Casey is the Founder, Chairman, and CTO of Bugcrowd. He is a 20-year veteran of information security, servicing clients ranging from startups to multinational corporations as a pen tester, security and risk consultant and solutions architect, then most recently as a career entrepreneur. Casey pioneered the Crowdsourced Security as a Service model launching the first bug bounty programs on the Bugcrowd platform in 2012, and co-founded the https://disclose.io vulnerability disclosure standardization project in 2016. A proud expat of Sydney, Australia, Casey lives with his wife and two kids in the San Francisco Bay Area. He is happy as long as he’s in the passionate pursuit of potential.
Jen Ellis: Hi and welcome to the latest episode of Security Nation, the podcast where we talk to cool people doing interesting things to advance security in some way. I'm your host, Jen Ellis. I'm Rapid7's VP of community and public affairs, and I am joined by my cohost, the amazing Tod Beardsley.
Show more Show lessTod Beardsley:
Hi.
Jen Ellis:
Live from day three of RSA. Bear in mind that we started recording, I think at days zero or minus one or something, which is why I now have conference voice, hurray. Which means that I veer between sounding like a certain kind of phone operator and a dirty old man. Hurray. Okay. So with us this week we have my cousin, Casey Ellis.
Casey Ellis:
There you go.
Jen Ellis:
CTO and founder of Bugcrowd. Aussie, but we won't hold it against him.
Casey Ellis:
You guys kicked us out, so I don't think you can-
Jen Ellis:
Right, right. Which is why now we lose it all sporting events. Terrible. You've got your revenge in the long term and also wielder of DayGlo hair. Casey, thank you for joining us. It's great to have you on.
Casey Ellis:
Thank you so much for having us. And yes, I am also packing the dulcet baritone of day three of RSA.
Jen Ellis:
Why does it work for you so much better than it does for me?
Casey Ellis:
I don't know.
Jen Ellis:
It should be a family trait though, dammit. So tell us a little bit about yourself.
Casey Ellis:
Yeah, for sure. So yeah, my extended, incorrect, whatever fullness title. I started Bugcrowd, that's the one I lead with because it's the piece I'm proudest of.
Jen Ellis:
Congratulations. I hear it's doing very well. You had a big party last night, which people were very excited to go to.
Casey Ellis:
Yeah. The joke that I make is that we're actually a party and a schwag company that has cybersecurity kind of as a side hustle.
Jen Ellis:
Right. No. Rapid7 is also a clothing brand as far as I can tell.
Casey Ellis:
Yeah, yeah.
Jen Ellis:
Yeah, absolutely.
Casey Ellis:
Which is a fun thing.
Jen Ellis:
But we also make great security products.
Casey Ellis:
Exactly right. Yeah. So started the company in Australia, back in 2012 was when we launched our first programs. I'm also the chairman and now CTO of the company as well.

### DATA BLOCK
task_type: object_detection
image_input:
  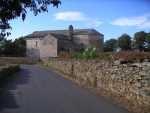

### TASKS TO PERFORM
1: According to the Security Nation transcript, in what year did Casey Ellis co-found the disclose.io vulnerability disclosure standardization project?
2: Continue the Security Nation transcript from its last line of dialogue.
The listing has no connection to the Security Nation transcript.

### EXPECTED RESULTS
1: He co-founded it in 2016.

2:
Jen Ellis:
Congratulations, chairman sounds pretty fancy.
Casey Ellis:
It's pretty great.
Jen Ellis:
Fancy!
Casey Ellis:
Yeah. And I think that's, I mean, the thing that I love about, one of the cool things about RSA is getting to talk to security entrepreneurs that have ideas because folk are always coming up, like, "Look, I was not doing this before I was doing it. It is possible," dah dah dah. I digress. So what Bugcrowd does is, the original kind of mission statement of the business was to be able to connect the entire potential creative power of the white hat community with the entire problem space that exists in cybersecurity as it evolves. So both at a point in time, but also there's new stuff even today that didn't exist when we started that we're hacking on.
Casey Ellis:
And I view cybersecurity as a fundamentally human problem, the tech just makes it go faster. So this like, "How do we like balance the equation between what's available to the bad guys and what we have from a human resource standpoint?" And really, the other side of that is that hackers have been at the table for a long time trying to help. Right?
Tod Beardsley:
For sure.
Casey Ellis:
But we haven't been invited and it's usually been a pretty hostile response, so keeping my buddies out of jail was one of the things as well.
Tod Beardsley:
It can be a very emotional event, disclosing bugs, on both sides.
Casey Ellis:
Calling someone's baby ugly is like never an easy conversation to have proactively. But I think this whole idea of building software is hard. To err is human, therefore we need to figure out how we've done that and figure out how not to do it. That's becoming more of a normal idea.
Jen Ellis:
Right. So on that point, I mean, I use the calling babies ugly thing all the time, but the reality is what we need to do is get to a culture where that's not how it's perceived.
Casey Ellis:
Yes, exactly.
Jen Ellis:
You're not saying your baby is ugly, you're more saying, "Hey, your baby has some spit-up. Maybe we should change it," or something. I don't know. It needs to become like a diaper change. And for people not in America, that's nappies.
Tod Beardsley:
Nappies, yes.
Casey Ellis:
No, hang on. Is it nappies. No it was nappies back home, and diapers here.
Jen Ellis:
Yeah. That's why I said people not in America.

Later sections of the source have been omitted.